- Required work
What to return is the tail of the data, from the line that contains "bare tree -> point" down to the last line, copied exactly.

(Excerpts from a dataset)
◆ ◆ ◆ ◆ ◆ ◆ ◆
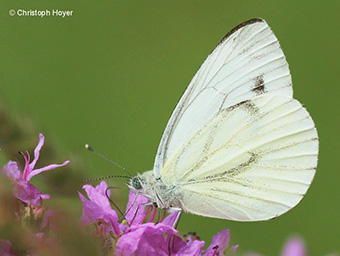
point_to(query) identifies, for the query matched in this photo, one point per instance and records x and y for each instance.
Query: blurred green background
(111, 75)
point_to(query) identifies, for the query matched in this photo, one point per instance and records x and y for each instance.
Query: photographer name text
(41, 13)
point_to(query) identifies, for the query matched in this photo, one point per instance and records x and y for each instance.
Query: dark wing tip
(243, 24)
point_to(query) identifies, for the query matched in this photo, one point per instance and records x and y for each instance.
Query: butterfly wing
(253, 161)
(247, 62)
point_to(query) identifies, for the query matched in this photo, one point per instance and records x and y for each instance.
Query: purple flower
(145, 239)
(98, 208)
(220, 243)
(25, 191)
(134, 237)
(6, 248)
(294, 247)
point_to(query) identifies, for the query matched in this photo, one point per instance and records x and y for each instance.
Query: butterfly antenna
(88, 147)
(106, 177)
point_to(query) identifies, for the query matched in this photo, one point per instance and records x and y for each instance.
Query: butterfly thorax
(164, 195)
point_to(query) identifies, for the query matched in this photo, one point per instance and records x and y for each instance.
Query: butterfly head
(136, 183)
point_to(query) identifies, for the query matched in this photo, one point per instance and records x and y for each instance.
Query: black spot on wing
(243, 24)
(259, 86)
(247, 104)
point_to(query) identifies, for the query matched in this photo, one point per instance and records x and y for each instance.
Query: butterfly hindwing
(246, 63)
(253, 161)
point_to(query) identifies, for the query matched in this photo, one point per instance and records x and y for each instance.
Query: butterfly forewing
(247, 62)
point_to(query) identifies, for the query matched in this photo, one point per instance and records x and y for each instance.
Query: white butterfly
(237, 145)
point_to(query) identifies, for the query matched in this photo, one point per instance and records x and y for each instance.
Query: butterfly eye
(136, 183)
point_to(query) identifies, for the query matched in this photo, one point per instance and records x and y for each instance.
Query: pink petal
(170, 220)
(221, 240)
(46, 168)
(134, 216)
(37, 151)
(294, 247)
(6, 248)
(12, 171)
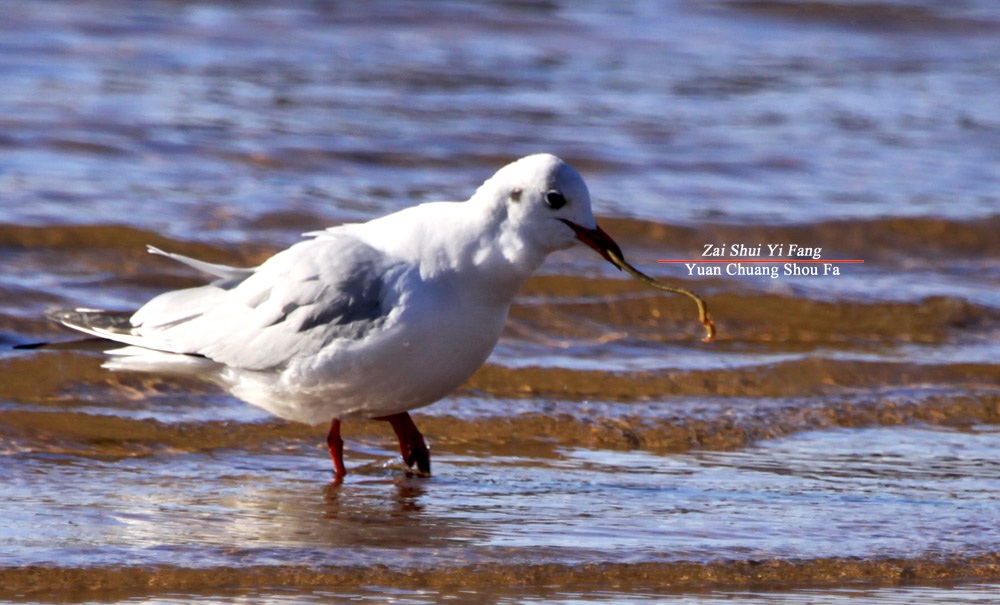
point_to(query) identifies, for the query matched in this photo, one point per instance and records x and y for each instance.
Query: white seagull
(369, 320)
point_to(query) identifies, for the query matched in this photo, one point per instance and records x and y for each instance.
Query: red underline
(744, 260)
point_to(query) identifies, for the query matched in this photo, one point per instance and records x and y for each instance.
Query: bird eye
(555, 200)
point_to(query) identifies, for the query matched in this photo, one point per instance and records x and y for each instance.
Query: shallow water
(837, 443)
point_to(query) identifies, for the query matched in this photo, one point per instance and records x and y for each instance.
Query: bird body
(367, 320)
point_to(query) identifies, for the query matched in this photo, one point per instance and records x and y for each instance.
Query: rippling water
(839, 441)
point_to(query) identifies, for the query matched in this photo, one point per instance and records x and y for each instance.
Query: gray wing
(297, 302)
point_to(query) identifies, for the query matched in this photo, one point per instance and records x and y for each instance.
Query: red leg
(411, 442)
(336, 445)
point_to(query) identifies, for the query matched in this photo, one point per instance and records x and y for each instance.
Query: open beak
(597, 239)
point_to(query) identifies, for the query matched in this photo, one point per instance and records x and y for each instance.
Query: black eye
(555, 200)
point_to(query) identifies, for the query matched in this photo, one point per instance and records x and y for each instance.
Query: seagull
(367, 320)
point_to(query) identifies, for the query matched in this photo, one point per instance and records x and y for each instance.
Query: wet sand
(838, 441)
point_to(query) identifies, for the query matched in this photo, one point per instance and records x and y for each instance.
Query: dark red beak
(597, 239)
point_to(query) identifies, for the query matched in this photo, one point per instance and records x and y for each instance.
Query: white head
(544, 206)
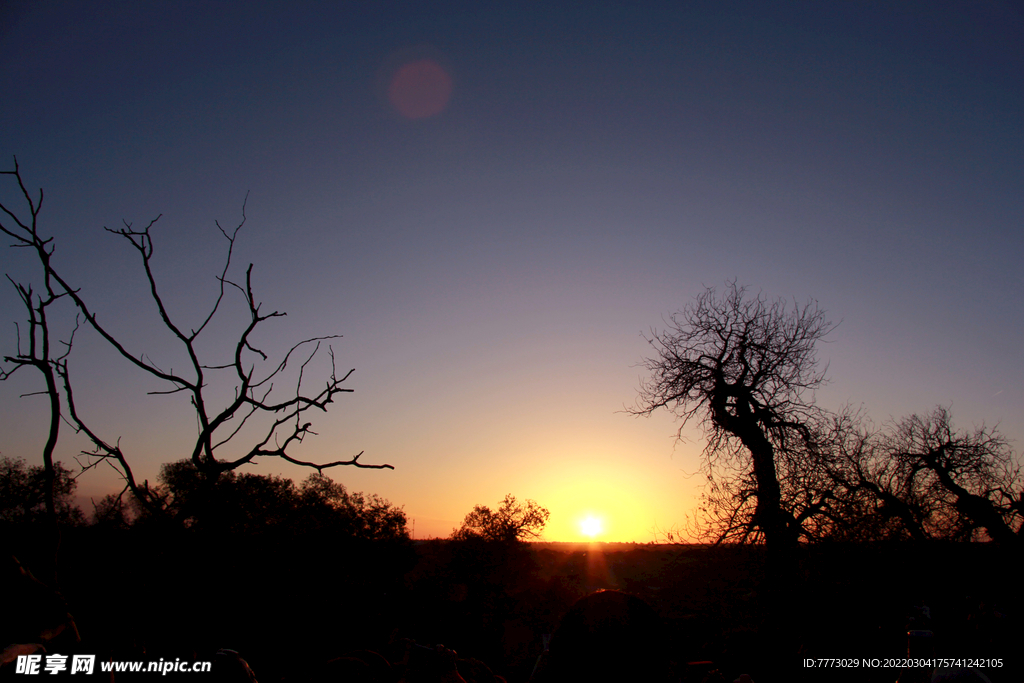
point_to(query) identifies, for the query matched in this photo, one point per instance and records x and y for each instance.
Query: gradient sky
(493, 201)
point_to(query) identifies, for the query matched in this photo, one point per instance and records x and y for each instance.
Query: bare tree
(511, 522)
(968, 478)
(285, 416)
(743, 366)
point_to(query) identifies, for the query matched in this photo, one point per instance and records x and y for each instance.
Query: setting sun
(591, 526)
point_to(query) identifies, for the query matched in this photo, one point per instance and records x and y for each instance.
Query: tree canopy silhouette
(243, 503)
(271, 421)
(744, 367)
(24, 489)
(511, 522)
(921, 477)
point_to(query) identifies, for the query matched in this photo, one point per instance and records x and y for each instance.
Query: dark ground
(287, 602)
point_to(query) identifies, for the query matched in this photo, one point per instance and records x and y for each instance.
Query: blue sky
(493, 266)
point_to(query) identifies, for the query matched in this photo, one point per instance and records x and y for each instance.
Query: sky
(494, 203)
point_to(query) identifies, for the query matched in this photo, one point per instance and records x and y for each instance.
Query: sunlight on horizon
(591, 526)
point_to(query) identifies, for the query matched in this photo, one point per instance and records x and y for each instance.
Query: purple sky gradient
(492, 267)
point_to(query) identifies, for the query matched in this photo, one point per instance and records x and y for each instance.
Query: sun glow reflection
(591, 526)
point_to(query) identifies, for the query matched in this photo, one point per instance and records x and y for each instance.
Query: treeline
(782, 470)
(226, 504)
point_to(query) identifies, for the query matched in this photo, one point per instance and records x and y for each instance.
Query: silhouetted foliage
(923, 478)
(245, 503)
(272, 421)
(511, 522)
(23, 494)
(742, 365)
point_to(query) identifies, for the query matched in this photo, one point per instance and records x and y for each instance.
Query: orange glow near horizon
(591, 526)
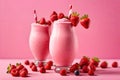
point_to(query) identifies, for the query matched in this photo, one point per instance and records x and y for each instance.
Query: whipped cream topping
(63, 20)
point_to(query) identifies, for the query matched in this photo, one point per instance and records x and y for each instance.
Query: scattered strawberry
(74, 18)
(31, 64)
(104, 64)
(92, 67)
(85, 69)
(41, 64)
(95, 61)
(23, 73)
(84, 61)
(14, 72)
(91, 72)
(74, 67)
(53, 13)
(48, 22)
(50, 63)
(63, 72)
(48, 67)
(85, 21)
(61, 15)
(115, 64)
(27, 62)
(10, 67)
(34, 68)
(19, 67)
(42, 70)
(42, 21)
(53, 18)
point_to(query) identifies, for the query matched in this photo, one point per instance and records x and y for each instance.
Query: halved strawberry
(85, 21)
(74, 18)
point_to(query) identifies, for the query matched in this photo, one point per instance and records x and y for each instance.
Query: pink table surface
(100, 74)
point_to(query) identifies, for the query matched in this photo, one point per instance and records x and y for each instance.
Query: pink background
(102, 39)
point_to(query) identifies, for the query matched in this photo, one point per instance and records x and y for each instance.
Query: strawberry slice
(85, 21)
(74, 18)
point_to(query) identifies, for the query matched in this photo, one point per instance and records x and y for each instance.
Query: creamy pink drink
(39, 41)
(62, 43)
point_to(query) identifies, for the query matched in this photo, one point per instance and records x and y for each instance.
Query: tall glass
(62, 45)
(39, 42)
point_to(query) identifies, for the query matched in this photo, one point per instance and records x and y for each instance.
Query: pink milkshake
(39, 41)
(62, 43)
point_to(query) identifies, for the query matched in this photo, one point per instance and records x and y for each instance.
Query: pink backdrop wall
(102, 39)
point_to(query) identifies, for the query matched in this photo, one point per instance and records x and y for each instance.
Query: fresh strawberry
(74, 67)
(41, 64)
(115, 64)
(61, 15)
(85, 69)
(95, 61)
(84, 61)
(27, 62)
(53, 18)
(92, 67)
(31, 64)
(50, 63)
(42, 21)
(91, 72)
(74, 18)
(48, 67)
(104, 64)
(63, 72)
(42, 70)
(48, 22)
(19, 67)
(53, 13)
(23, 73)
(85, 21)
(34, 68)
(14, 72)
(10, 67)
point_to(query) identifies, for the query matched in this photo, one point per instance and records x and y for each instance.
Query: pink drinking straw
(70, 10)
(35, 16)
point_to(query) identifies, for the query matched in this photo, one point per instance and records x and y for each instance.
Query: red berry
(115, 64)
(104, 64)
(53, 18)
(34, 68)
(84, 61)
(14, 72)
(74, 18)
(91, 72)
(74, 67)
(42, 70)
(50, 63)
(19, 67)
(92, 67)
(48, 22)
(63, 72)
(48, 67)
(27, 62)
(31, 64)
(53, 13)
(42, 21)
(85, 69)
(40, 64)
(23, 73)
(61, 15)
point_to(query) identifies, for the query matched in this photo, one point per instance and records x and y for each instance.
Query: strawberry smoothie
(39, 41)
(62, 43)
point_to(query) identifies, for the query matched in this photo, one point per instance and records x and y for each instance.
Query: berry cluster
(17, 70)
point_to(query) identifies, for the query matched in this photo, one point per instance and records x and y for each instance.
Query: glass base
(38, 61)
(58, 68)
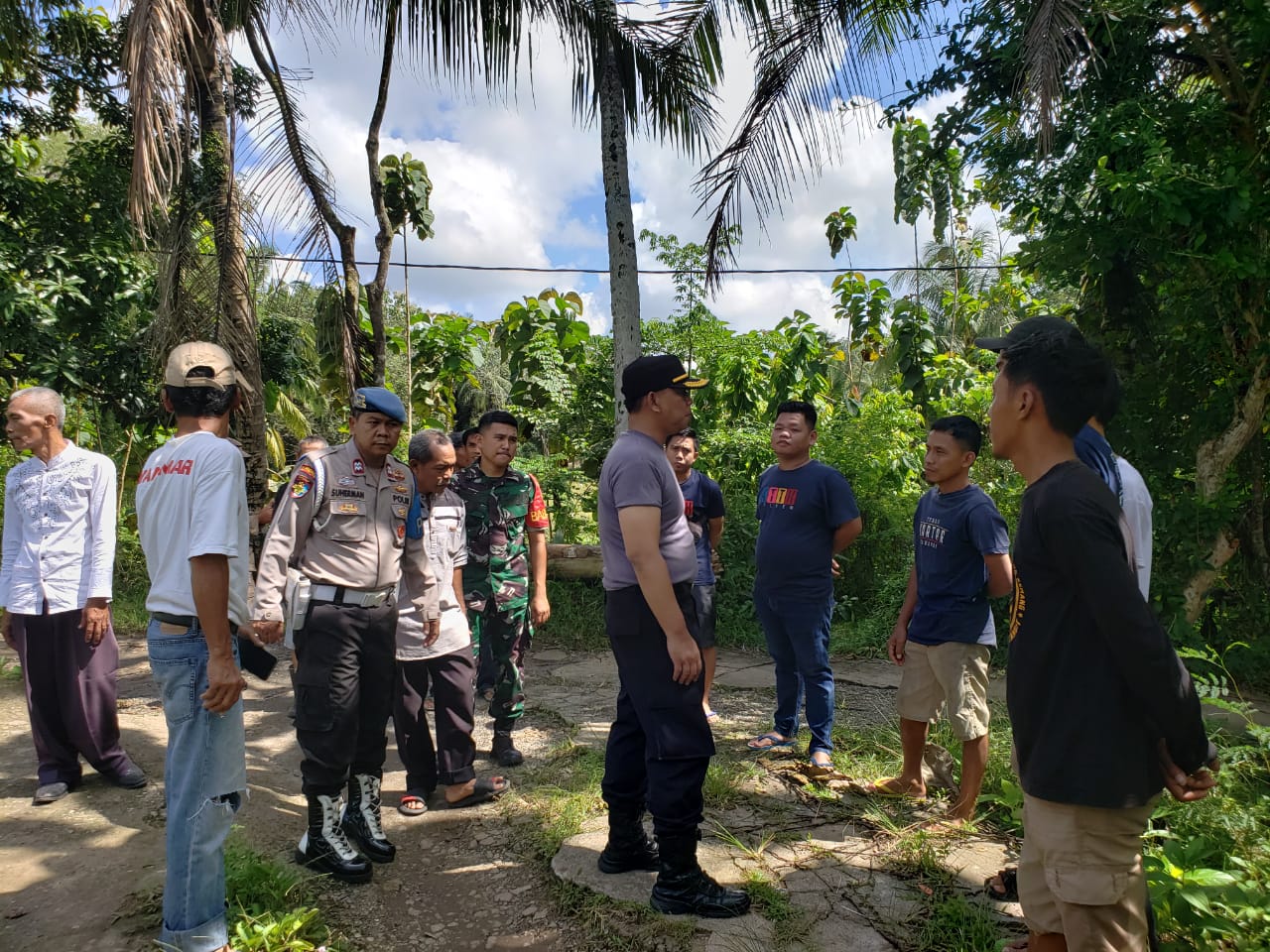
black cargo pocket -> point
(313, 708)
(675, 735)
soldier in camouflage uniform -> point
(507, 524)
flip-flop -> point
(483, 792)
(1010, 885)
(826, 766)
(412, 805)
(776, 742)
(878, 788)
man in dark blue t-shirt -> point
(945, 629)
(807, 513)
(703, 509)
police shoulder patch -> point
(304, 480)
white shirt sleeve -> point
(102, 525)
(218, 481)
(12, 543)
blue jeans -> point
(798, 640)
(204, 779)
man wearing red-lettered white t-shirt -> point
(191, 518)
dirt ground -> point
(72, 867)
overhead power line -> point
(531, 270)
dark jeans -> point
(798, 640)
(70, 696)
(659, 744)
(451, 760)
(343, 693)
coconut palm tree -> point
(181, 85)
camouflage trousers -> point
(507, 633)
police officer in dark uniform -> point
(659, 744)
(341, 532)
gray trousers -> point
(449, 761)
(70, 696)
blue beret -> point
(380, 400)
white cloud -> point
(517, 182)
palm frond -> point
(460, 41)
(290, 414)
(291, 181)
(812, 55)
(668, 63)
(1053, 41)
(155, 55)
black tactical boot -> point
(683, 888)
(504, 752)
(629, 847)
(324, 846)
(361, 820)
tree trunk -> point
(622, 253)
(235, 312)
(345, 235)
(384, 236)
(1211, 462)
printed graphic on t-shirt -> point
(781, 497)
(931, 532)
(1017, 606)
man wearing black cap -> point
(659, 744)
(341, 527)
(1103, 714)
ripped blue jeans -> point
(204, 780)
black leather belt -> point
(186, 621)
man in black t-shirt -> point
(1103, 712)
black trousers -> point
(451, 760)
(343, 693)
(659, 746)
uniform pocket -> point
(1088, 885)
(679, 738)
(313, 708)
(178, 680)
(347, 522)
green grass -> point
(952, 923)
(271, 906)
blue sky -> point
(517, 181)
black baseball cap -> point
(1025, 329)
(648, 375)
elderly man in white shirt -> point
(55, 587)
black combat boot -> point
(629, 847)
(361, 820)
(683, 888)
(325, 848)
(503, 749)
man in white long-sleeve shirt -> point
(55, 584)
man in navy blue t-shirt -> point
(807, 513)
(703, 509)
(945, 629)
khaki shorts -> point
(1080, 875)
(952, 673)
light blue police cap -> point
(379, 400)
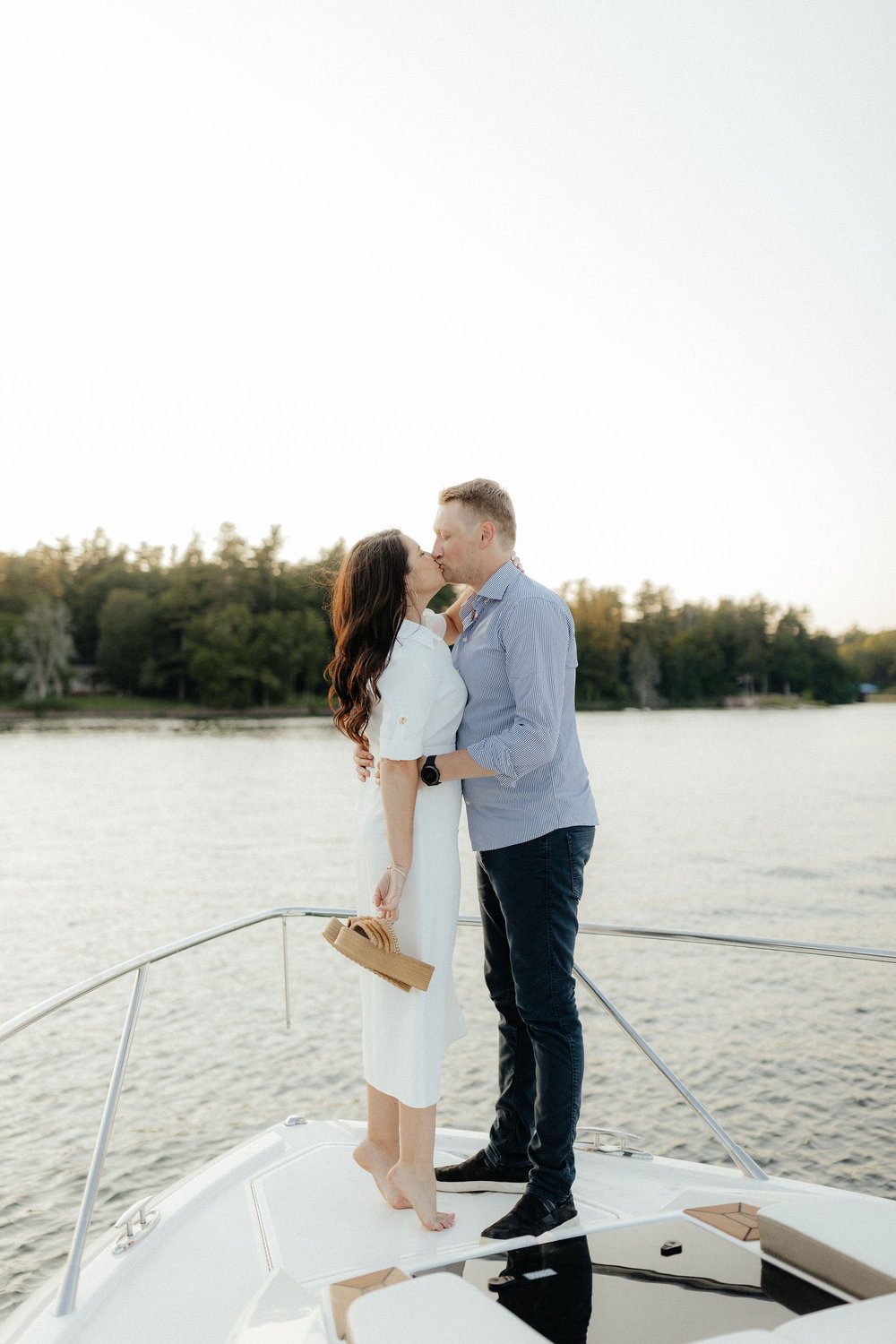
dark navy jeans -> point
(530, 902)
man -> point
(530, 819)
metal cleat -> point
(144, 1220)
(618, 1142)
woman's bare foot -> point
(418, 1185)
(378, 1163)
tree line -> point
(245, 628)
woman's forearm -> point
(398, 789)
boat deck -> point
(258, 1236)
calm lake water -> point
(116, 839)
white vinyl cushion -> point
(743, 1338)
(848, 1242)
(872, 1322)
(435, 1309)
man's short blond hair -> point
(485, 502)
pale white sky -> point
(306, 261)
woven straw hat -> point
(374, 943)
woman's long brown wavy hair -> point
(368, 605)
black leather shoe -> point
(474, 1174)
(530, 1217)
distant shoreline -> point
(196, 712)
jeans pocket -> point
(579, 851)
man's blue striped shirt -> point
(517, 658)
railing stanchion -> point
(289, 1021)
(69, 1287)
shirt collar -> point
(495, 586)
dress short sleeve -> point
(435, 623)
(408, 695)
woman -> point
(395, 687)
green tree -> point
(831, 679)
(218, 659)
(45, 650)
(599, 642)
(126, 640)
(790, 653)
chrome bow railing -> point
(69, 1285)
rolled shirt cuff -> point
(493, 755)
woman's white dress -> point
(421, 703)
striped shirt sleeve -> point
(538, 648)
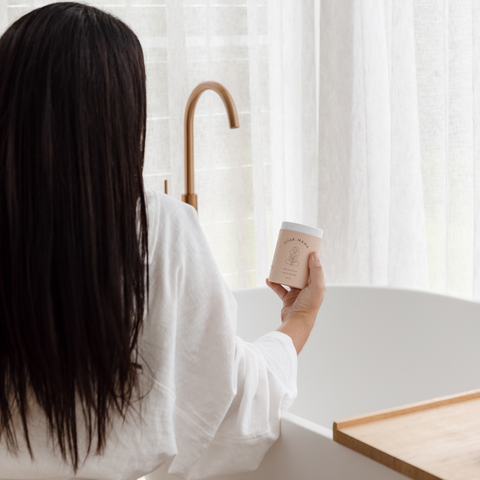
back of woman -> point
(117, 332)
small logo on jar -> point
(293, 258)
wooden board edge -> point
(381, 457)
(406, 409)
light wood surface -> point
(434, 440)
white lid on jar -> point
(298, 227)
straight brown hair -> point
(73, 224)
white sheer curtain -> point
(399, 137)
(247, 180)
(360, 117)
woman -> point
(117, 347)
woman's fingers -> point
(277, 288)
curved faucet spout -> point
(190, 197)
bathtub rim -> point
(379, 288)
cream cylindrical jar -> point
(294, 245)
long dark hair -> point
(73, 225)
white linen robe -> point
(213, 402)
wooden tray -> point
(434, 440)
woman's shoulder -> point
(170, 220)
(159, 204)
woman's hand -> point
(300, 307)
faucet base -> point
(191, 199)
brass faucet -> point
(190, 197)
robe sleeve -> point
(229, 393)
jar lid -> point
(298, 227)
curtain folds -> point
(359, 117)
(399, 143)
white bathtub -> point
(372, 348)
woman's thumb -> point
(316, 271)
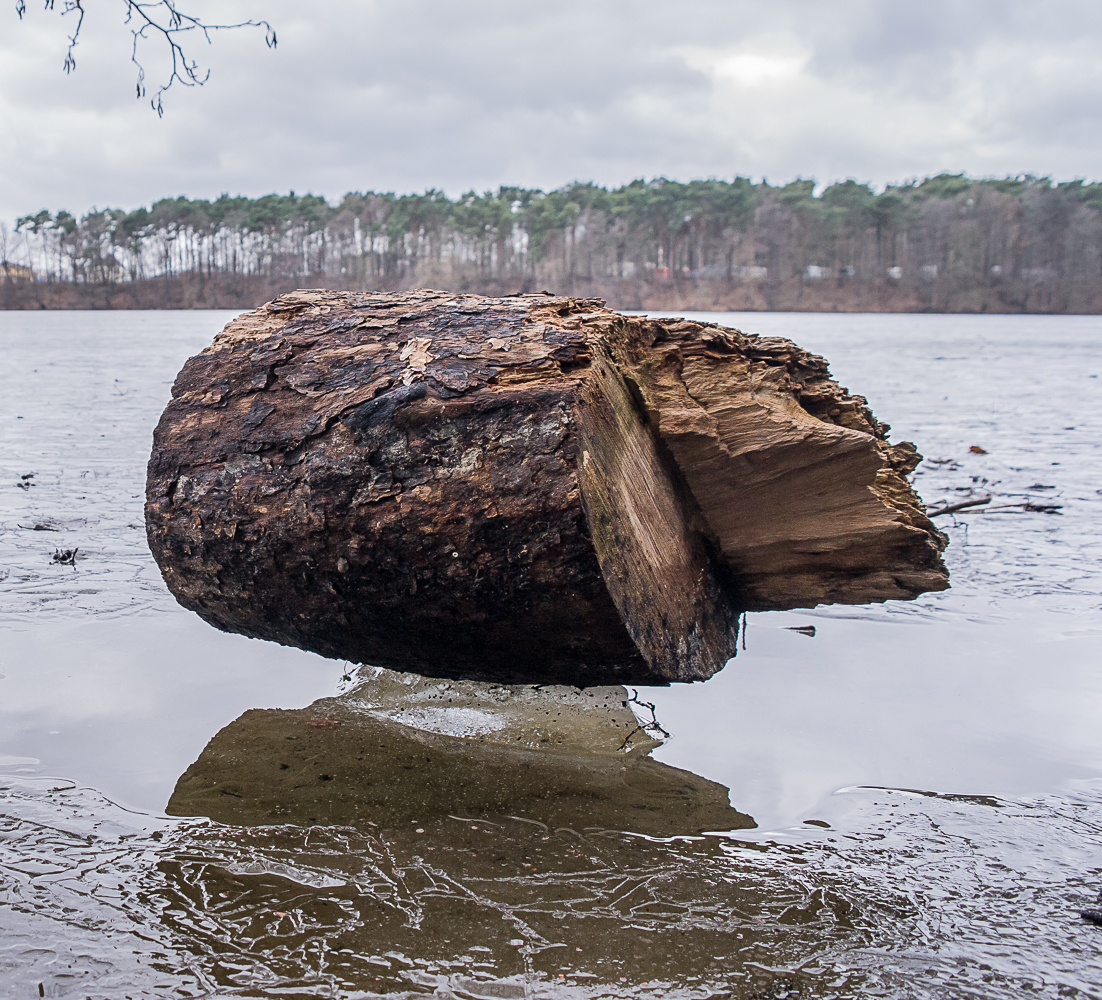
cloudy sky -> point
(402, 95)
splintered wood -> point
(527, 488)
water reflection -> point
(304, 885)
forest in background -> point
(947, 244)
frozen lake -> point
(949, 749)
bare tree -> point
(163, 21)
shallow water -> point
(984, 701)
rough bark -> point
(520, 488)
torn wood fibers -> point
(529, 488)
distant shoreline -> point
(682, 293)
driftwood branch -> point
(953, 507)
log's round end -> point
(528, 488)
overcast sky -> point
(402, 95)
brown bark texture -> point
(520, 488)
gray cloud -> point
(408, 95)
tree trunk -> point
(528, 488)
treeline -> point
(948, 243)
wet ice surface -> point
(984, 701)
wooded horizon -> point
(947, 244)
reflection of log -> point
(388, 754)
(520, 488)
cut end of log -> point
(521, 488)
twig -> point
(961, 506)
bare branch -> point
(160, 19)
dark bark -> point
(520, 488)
◆ ◆ ◆ ◆ ◆ ◆ ◆
- Result for this exercise
bare tree -> point
(163, 21)
shallow water -> point
(984, 701)
rough bark -> point
(520, 488)
torn wood fibers -> point
(529, 488)
distant shoreline -> point
(682, 293)
driftwood branch -> point
(953, 507)
log's round end -> point
(528, 488)
overcast sky -> point
(402, 95)
brown bark texture -> point
(520, 488)
gray cloud -> point
(408, 95)
tree trunk -> point
(528, 488)
treeline -> point
(948, 243)
wet ice surface -> point
(984, 701)
wooded horizon -> point
(947, 244)
reflection of log -> point
(388, 754)
(520, 488)
cut end of log -> point
(521, 488)
twig -> point
(961, 506)
bare branch -> point
(160, 19)
dark bark -> point
(520, 488)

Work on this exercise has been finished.